### THE TASK
Everything in the listing beneath must be transcribed exactly.

—————

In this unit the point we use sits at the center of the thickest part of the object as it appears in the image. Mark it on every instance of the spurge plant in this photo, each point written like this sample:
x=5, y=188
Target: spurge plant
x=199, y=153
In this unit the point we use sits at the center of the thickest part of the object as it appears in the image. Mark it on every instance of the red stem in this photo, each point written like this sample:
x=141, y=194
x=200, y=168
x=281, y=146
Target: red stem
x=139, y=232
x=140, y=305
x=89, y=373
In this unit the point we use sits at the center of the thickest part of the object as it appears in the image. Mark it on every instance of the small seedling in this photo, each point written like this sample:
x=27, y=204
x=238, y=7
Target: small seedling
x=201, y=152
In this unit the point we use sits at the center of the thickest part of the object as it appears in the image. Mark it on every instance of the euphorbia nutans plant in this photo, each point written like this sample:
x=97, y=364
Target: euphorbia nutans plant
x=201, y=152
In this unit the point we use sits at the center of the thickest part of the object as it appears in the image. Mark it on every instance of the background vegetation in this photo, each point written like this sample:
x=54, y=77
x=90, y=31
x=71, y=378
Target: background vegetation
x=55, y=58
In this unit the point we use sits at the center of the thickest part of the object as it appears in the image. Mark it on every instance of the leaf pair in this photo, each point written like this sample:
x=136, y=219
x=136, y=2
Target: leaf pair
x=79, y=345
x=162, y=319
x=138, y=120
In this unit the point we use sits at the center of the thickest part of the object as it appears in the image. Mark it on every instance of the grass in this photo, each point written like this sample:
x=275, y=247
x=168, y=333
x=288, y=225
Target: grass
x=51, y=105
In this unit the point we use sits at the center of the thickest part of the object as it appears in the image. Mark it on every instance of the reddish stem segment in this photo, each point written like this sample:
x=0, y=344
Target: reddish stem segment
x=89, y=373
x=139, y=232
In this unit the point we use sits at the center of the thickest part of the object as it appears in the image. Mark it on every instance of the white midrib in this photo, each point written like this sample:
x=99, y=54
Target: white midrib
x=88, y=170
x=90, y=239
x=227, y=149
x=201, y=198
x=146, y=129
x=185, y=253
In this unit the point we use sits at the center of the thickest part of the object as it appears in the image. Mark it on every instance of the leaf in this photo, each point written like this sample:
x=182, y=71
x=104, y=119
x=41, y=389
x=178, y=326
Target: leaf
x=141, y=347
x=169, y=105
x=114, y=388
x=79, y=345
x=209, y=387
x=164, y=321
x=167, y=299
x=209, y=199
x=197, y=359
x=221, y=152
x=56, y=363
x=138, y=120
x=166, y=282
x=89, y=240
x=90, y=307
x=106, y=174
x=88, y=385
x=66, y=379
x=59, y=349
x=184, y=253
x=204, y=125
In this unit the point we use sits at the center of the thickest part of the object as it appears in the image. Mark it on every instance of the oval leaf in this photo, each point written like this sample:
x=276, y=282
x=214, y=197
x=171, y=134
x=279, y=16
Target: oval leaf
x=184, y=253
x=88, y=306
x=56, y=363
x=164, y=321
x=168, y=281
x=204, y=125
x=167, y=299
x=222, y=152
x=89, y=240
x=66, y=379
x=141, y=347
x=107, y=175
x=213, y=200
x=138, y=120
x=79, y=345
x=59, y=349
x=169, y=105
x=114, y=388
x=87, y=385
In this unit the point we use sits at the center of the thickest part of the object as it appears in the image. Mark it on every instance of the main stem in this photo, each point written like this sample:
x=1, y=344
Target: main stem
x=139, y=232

—————

### RESULT OF THIS EXERCISE
In this unit the point we use sits at the center of the thickest part of the object as it appears in the image. Mark it on every instance of the spurge plant in this photo, each point written like this sample:
x=5, y=188
Target: spurge plant
x=199, y=153
In this unit the point we use sits at the center of the thickest part of the object as it appears in the image. Mark it on every instance of the red stem in this photo, each point written like this sample:
x=141, y=194
x=200, y=168
x=281, y=146
Target: red stem
x=139, y=232
x=140, y=305
x=89, y=373
In this unit the point we use sits at the center of the thickest part of the object as it appears in the image. Mark it on every instance of the small seedling in this photo, each point written like this sample:
x=27, y=204
x=238, y=7
Target: small seedling
x=201, y=152
In this unit the point we use sits at the center of the thickest part of the object as it appears in the image. Mark it on every instance of the euphorbia nutans plant in this photo, each point written like this sample:
x=97, y=364
Target: euphorbia nutans plant
x=201, y=152
In this unit the point we use sits at the center of the thickest part of the object as it appears in the image. Mark it on every instance of the background vegetation in this photo, each point written like this sample:
x=54, y=77
x=90, y=31
x=71, y=378
Target: background vegetation
x=55, y=58
In this unit the point we use sits at the center of the thickest part of the object as it appears in the image. Mark it on every instance of the leaf pair in this photo, each point written like this sample:
x=136, y=219
x=136, y=2
Target: leaf pair
x=79, y=345
x=162, y=319
x=138, y=120
In this unit the point we use sits at the center of the thickest part of the object as it appears in the image. Mark it on every instance of the grass in this photo, each point written like this sample:
x=275, y=247
x=168, y=333
x=288, y=225
Target: grass
x=51, y=105
In this unit the point we use sits at the center of the thickest part of the object as it appears in the image. Mark it on every instance of the reddish stem segment in this photo, each point written like this sample:
x=0, y=344
Target: reddish stem segment
x=89, y=373
x=139, y=232
In this unit the point we use sits at the center of the thickest part of the object as it appears in the image. Mark it on every instance of the white midrib in this photo, each point written like this sample:
x=99, y=54
Target: white midrib
x=88, y=170
x=90, y=239
x=227, y=149
x=201, y=198
x=146, y=129
x=185, y=253
In this unit the point we use sits at the center of the thickest part of the object as it appears in the image. Mark it on every instance of the leaf in this photo, each point written like this sample:
x=182, y=71
x=104, y=119
x=41, y=389
x=178, y=326
Target: leaf
x=141, y=347
x=169, y=105
x=114, y=388
x=79, y=345
x=209, y=387
x=164, y=321
x=167, y=299
x=209, y=199
x=197, y=359
x=221, y=152
x=56, y=363
x=138, y=120
x=166, y=282
x=89, y=240
x=90, y=307
x=106, y=174
x=88, y=385
x=66, y=379
x=59, y=349
x=184, y=253
x=204, y=125
In this unit the point we use sits at the center of the thickest part of the object as it appears in the image. Mark it on every instance of the oval leaf in this photo, each point written like this sample:
x=276, y=282
x=214, y=197
x=171, y=134
x=279, y=16
Target: oval leaf
x=184, y=253
x=88, y=306
x=56, y=363
x=164, y=321
x=168, y=281
x=204, y=125
x=167, y=299
x=222, y=152
x=89, y=240
x=66, y=379
x=141, y=347
x=107, y=175
x=213, y=200
x=138, y=120
x=79, y=345
x=59, y=349
x=169, y=105
x=114, y=388
x=87, y=385
In this unit the point we use sits at the center of the thickest part of the object as it appears in the image. Mark it on every instance of the main stem in this photo, each point written like this sample:
x=1, y=344
Target: main stem
x=139, y=232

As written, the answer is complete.